**Dataset records:**
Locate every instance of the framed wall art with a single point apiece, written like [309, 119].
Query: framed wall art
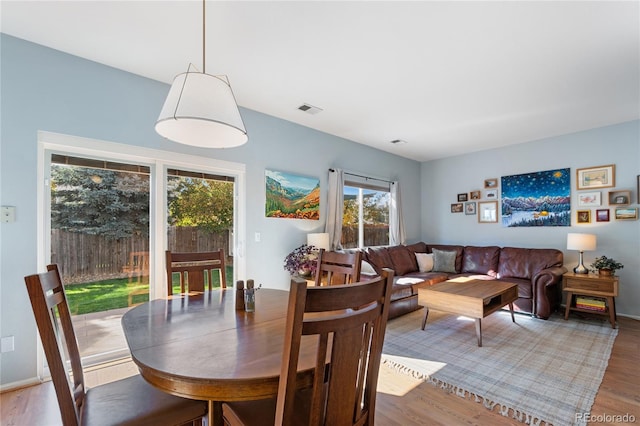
[487, 212]
[583, 216]
[627, 213]
[470, 207]
[602, 215]
[491, 194]
[589, 199]
[537, 199]
[490, 183]
[291, 196]
[596, 177]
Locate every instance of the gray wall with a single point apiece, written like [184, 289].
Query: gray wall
[44, 89]
[443, 179]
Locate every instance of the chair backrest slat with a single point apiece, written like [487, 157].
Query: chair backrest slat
[350, 322]
[49, 304]
[335, 268]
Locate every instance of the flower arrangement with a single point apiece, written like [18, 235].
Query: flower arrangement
[302, 261]
[603, 262]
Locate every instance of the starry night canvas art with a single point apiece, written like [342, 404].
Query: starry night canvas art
[537, 199]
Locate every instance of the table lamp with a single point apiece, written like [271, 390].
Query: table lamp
[582, 243]
[318, 240]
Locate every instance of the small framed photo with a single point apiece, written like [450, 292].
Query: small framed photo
[602, 215]
[589, 199]
[456, 208]
[628, 213]
[487, 212]
[491, 183]
[596, 177]
[470, 207]
[584, 216]
[491, 194]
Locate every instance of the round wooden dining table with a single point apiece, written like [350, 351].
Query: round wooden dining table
[199, 346]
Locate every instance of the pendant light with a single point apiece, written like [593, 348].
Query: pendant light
[201, 110]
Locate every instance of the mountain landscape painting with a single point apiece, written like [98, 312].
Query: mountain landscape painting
[537, 199]
[292, 196]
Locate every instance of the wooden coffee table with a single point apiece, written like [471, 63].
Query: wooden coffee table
[468, 297]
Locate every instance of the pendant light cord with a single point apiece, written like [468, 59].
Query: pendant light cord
[204, 42]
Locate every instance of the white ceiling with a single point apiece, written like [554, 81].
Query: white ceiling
[448, 77]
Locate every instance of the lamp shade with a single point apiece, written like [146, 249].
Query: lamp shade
[200, 110]
[319, 240]
[581, 242]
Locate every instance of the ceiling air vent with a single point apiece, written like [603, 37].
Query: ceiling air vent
[309, 109]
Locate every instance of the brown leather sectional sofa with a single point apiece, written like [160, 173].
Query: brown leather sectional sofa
[537, 272]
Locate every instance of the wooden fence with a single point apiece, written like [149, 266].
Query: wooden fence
[373, 236]
[87, 258]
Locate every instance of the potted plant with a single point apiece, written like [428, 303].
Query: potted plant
[605, 265]
[302, 261]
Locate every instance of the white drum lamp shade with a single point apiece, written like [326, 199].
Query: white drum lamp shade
[318, 240]
[201, 110]
[582, 243]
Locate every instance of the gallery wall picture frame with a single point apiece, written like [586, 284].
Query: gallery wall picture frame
[589, 199]
[602, 215]
[596, 177]
[491, 194]
[626, 213]
[583, 216]
[487, 212]
[470, 208]
[491, 183]
[302, 199]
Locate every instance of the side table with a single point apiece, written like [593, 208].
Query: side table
[605, 287]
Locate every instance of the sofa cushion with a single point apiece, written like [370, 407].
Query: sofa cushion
[457, 249]
[425, 262]
[367, 269]
[526, 263]
[403, 260]
[481, 260]
[418, 247]
[379, 258]
[444, 261]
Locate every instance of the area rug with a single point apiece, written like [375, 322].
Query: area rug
[535, 371]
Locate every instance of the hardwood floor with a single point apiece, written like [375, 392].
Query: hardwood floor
[401, 400]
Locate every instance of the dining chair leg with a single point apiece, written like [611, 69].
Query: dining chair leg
[215, 413]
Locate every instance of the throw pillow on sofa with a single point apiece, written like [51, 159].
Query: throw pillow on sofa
[425, 262]
[444, 261]
[367, 269]
[403, 260]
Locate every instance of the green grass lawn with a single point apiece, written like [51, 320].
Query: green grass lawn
[100, 296]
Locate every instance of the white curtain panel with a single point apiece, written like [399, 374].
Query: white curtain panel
[335, 208]
[396, 222]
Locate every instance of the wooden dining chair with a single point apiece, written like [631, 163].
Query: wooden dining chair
[131, 401]
[338, 268]
[196, 269]
[348, 322]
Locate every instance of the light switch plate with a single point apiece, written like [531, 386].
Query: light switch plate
[8, 214]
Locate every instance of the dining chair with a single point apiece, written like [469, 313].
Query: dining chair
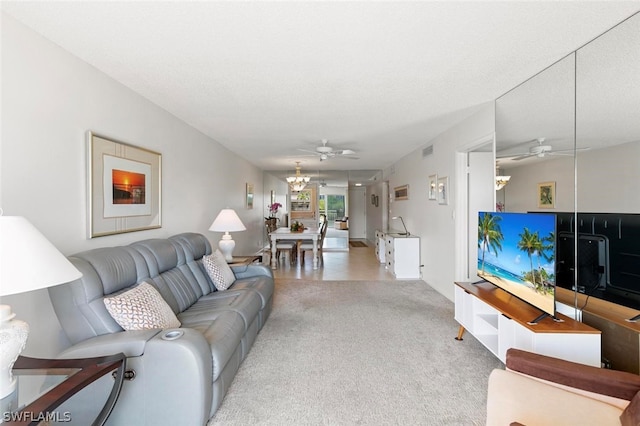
[289, 247]
[306, 245]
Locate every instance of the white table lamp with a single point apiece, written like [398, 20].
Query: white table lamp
[227, 221]
[28, 261]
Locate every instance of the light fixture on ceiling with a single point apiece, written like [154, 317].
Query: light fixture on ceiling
[298, 182]
[501, 181]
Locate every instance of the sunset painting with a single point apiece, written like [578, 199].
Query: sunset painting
[128, 187]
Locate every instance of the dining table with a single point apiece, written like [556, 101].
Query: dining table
[287, 234]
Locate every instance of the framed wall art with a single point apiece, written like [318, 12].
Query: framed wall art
[443, 190]
[401, 192]
[546, 195]
[124, 187]
[433, 187]
[249, 201]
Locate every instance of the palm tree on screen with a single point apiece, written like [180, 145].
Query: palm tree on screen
[531, 244]
[490, 235]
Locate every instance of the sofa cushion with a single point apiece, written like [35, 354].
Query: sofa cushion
[219, 270]
[223, 330]
[631, 415]
[141, 308]
[618, 384]
[244, 302]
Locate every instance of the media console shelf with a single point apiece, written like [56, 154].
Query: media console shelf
[500, 321]
[620, 338]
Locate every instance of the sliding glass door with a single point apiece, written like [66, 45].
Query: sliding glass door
[332, 206]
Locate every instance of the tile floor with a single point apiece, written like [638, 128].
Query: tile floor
[340, 263]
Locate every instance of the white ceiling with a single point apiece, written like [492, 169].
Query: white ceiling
[267, 78]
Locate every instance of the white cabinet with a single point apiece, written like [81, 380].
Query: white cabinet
[402, 255]
[380, 246]
[499, 321]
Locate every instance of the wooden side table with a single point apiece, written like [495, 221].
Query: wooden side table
[80, 373]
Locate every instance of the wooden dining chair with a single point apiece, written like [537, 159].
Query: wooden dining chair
[289, 247]
[307, 245]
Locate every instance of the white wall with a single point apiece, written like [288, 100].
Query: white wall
[607, 181]
[375, 213]
[434, 223]
[49, 100]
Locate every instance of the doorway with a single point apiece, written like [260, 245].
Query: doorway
[475, 170]
[333, 203]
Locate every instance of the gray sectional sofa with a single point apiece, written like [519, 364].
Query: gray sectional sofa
[181, 375]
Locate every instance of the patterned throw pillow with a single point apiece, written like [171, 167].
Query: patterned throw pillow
[141, 308]
[218, 270]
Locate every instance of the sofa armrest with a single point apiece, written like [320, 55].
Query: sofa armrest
[247, 271]
[514, 398]
[617, 384]
[130, 343]
[173, 377]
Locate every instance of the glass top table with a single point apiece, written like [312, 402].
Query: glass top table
[64, 378]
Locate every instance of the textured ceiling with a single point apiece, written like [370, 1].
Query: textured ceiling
[267, 78]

**Exercise details:** Every line from the line containing "Locate every instance of the dining table" through the line containing "like [35, 354]." in the records above must be retyped exactly. Leave out the rest.

**Worked solution:**
Locate every instance of the dining table with a single point apiece, written like [556, 101].
Query: dining table
[287, 234]
Locate every instance of the framed wall art with a single point apiece, written like [318, 12].
Query: framed wall art
[443, 190]
[401, 192]
[546, 195]
[124, 187]
[433, 187]
[249, 201]
Locate every instance of the palm tree on screen with a single point apiece, written like [180, 145].
Query: palm tree on screen
[531, 244]
[490, 235]
Locate every instance of the sofa cushion with a single point apiece, written like [35, 354].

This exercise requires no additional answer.